[Lines contained in a dataset]
Start
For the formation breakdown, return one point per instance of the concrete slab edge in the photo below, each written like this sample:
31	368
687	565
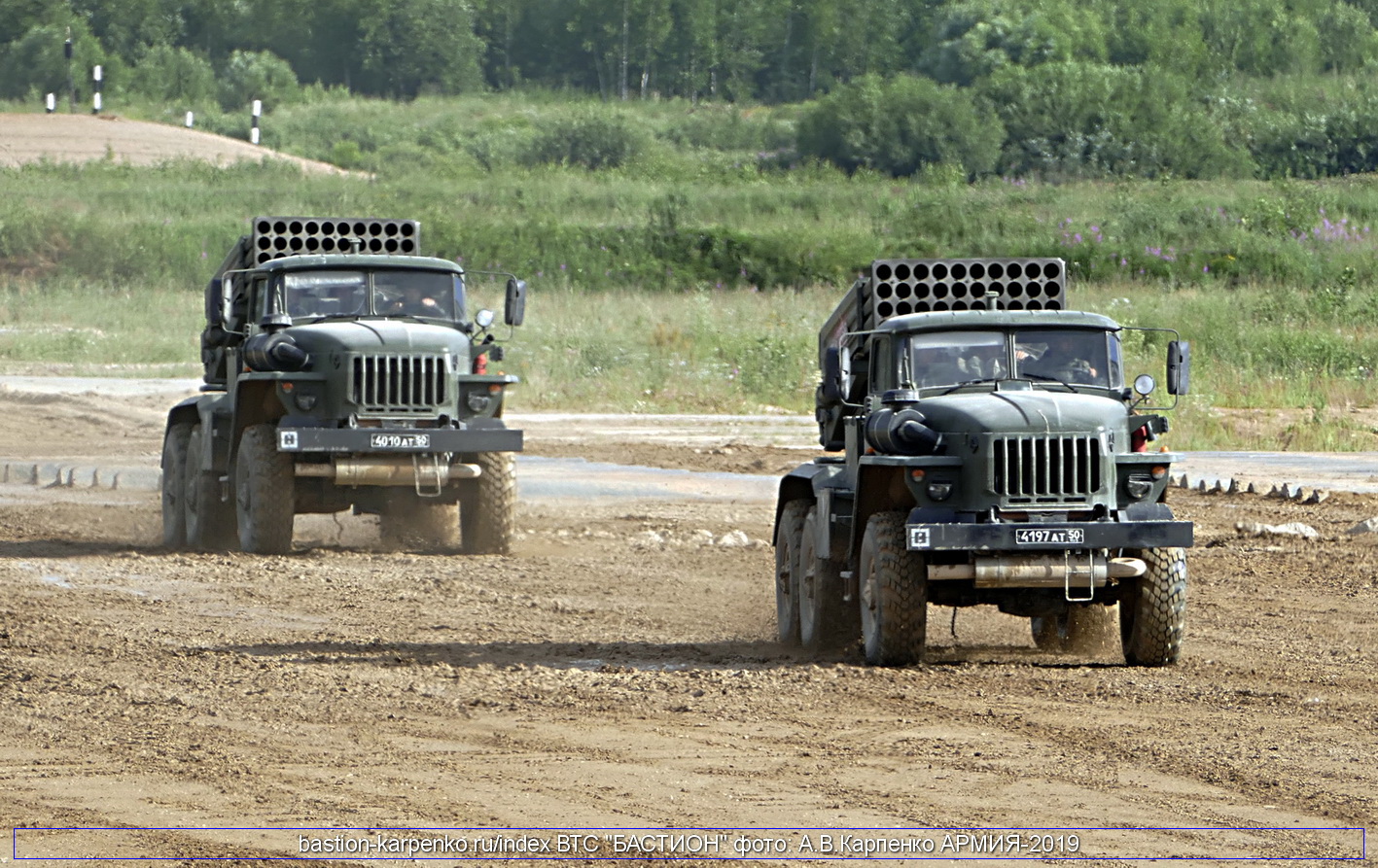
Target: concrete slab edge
50	474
End
### [DIRECTIONS FOR THIS TASK]
Return every one of the lines above, copied word for word. Leave the pictures out.

### [RESPONSE TO THIS EXERCISE]
For the formation breakdown, return one point per instance of the concrete slab edge in the photo below, each written like this sample:
31	368
687	565
Target: concrete slab edge
50	474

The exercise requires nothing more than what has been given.